> How to complete this task
Restate the records in their entirety, word for word.

> Records from a collection
────────

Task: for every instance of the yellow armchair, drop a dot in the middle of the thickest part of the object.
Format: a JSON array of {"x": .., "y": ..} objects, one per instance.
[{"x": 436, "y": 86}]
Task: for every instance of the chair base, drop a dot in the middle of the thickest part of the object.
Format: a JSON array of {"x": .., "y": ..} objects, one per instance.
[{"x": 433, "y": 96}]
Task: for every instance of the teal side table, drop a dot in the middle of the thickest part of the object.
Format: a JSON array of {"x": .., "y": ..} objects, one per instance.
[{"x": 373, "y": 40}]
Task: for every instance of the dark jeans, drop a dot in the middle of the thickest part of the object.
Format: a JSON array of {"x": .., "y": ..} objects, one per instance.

────────

> Exercise result
Task: for every instance of the yellow armchair, drop a dot in the middle of the thickest part of the object.
Format: a JSON array of {"x": .., "y": ..} objects, one per instance.
[{"x": 436, "y": 86}]
Task: for every instance of the chair base, drop a dot in the middle of the thickest part of the object.
Format: a JSON array of {"x": .., "y": ..} objects, one per instance.
[{"x": 433, "y": 96}]
Task: for every instance of the teal side table, drop a dot in the middle of the thickest part of the object.
Format: a JSON array of {"x": .., "y": ..} objects, one per instance.
[{"x": 373, "y": 40}]
Task: for every instance of the dark jeans, drop a dot in the middle of the thickest part of the object.
Format: a JSON array of {"x": .., "y": ..} objects, one per instance.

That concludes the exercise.